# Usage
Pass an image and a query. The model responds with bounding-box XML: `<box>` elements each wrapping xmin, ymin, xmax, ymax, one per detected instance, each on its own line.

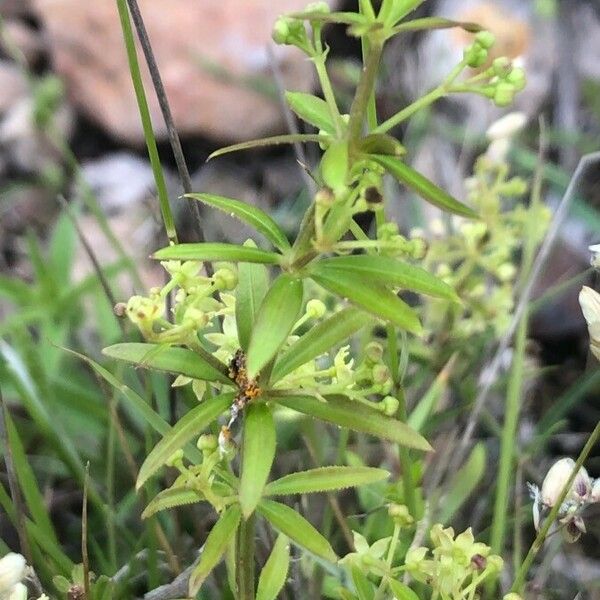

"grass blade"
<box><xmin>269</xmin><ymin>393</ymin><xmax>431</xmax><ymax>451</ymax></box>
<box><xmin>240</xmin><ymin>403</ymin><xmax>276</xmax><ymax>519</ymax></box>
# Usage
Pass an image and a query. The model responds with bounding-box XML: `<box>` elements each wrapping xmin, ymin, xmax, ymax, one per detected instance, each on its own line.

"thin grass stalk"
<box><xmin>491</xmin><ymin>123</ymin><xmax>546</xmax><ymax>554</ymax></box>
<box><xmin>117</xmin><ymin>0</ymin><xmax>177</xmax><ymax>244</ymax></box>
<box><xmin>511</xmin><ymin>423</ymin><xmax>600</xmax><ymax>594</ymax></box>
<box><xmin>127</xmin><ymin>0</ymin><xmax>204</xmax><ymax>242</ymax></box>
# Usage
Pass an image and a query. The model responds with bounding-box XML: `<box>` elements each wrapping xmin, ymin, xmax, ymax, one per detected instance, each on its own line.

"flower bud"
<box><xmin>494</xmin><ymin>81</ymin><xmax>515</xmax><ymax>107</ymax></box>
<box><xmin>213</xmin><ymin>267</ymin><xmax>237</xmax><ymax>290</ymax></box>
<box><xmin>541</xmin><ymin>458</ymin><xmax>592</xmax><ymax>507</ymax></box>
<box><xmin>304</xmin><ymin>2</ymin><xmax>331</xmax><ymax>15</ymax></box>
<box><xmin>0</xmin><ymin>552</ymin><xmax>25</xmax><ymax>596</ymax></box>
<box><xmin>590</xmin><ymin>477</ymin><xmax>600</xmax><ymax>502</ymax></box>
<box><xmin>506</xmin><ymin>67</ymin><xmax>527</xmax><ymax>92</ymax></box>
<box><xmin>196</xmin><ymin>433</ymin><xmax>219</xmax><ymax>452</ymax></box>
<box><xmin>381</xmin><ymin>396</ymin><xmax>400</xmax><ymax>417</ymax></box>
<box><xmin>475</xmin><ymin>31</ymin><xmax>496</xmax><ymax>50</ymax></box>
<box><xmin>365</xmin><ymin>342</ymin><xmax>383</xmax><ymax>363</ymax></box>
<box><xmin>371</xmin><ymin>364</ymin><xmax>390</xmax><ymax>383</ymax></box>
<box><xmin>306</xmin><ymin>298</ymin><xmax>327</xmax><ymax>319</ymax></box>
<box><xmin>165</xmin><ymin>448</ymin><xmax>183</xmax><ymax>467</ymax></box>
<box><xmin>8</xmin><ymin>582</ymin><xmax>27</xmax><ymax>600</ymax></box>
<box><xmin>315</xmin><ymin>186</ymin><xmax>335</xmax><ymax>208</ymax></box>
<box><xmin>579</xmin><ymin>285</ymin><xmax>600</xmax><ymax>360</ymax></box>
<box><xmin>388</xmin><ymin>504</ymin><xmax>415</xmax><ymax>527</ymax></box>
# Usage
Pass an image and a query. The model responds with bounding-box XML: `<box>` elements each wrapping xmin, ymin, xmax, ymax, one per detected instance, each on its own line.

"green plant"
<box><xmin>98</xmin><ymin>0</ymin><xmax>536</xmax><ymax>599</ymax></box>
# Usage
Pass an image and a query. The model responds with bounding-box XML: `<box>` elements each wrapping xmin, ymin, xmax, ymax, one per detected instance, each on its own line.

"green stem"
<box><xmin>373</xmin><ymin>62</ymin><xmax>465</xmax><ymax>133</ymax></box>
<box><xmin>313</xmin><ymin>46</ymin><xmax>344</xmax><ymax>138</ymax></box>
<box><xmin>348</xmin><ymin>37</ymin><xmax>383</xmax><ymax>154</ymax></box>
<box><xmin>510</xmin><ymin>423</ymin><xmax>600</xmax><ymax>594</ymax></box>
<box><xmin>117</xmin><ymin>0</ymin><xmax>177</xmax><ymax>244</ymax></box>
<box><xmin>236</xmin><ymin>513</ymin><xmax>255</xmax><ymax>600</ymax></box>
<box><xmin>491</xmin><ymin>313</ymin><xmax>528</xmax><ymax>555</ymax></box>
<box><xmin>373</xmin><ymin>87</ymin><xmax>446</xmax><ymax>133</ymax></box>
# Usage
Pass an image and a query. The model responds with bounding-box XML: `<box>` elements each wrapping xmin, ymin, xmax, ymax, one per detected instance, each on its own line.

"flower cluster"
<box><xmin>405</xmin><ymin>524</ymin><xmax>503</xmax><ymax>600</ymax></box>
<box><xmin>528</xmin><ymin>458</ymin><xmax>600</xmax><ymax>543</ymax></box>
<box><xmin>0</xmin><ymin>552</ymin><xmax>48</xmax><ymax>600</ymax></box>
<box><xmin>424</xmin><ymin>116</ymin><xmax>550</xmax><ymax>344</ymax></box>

---

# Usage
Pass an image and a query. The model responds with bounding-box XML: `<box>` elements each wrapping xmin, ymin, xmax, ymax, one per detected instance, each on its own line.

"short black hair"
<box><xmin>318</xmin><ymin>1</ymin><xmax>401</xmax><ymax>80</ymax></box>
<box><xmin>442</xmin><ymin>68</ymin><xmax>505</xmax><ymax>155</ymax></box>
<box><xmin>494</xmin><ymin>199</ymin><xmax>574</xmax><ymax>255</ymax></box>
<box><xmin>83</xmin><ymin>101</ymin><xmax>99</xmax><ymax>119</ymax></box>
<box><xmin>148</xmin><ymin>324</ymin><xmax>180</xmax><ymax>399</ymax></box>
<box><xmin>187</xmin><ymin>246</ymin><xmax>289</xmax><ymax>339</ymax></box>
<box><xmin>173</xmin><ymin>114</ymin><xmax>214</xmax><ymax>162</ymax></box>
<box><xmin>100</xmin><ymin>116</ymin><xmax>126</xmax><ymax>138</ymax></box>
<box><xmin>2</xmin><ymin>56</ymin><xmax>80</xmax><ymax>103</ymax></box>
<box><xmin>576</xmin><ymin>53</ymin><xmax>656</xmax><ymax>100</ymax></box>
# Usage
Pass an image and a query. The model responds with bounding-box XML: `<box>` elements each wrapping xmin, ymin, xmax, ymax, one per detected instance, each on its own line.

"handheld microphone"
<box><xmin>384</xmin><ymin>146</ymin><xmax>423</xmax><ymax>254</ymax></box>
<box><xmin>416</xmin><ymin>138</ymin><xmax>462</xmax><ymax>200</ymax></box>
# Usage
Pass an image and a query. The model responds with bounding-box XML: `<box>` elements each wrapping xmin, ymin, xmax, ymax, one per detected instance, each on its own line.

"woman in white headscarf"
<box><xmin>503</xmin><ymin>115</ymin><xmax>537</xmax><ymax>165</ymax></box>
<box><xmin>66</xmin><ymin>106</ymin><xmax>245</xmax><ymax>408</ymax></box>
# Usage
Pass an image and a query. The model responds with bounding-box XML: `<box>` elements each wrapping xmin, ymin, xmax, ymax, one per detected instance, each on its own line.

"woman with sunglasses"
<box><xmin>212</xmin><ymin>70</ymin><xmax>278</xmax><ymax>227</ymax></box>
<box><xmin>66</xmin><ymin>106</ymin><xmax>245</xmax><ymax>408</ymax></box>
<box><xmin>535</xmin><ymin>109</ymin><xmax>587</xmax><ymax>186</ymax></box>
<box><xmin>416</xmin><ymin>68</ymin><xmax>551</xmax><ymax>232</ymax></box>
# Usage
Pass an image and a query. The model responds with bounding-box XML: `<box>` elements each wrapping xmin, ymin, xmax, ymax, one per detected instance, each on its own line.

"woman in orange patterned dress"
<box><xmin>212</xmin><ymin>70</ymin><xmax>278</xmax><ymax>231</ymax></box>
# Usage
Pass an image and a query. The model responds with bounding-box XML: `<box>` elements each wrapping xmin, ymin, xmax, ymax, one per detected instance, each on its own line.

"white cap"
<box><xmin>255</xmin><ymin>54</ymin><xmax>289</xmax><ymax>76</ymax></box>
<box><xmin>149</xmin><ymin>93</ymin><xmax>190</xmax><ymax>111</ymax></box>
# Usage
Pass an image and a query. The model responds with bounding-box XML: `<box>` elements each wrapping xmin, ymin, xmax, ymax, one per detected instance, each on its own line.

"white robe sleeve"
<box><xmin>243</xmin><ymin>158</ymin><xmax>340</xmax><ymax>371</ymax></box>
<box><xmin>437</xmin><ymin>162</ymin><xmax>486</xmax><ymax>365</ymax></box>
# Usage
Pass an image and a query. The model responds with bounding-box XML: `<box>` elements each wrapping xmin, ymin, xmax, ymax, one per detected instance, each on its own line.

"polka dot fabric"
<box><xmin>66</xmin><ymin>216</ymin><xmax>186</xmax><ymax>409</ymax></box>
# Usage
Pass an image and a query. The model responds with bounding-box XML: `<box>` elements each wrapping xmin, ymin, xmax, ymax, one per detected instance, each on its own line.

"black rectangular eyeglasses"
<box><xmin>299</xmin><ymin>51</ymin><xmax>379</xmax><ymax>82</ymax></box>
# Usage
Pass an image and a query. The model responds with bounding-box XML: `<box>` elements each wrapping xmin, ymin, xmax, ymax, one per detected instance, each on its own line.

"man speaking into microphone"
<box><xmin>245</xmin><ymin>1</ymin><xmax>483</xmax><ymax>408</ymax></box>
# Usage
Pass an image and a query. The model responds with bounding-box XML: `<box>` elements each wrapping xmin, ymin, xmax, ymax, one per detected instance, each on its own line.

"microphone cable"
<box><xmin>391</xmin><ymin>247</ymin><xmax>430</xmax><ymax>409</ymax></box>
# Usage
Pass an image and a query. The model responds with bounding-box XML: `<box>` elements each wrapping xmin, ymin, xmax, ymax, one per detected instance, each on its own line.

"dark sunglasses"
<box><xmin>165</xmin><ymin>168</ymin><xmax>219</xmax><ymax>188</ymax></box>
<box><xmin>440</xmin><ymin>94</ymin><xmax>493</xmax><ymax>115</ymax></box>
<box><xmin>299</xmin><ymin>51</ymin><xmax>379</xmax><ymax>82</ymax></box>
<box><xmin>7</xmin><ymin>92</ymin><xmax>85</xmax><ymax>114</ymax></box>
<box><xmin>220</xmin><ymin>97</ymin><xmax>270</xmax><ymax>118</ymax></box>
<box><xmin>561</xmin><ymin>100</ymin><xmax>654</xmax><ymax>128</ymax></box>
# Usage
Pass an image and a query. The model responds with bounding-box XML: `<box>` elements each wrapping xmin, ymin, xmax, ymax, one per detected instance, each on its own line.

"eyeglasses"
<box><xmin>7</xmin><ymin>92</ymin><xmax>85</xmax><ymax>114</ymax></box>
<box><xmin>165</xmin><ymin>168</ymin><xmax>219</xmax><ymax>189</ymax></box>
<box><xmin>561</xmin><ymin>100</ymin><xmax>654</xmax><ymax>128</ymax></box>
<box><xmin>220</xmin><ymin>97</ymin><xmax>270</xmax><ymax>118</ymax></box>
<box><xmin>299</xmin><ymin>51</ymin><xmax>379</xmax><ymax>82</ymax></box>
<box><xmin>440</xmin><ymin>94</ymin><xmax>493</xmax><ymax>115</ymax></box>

● Task description
Extract each line from the records above that contains the string "eyeglasses".

● Written response
"black rectangular eyeglasses"
"eyeglasses"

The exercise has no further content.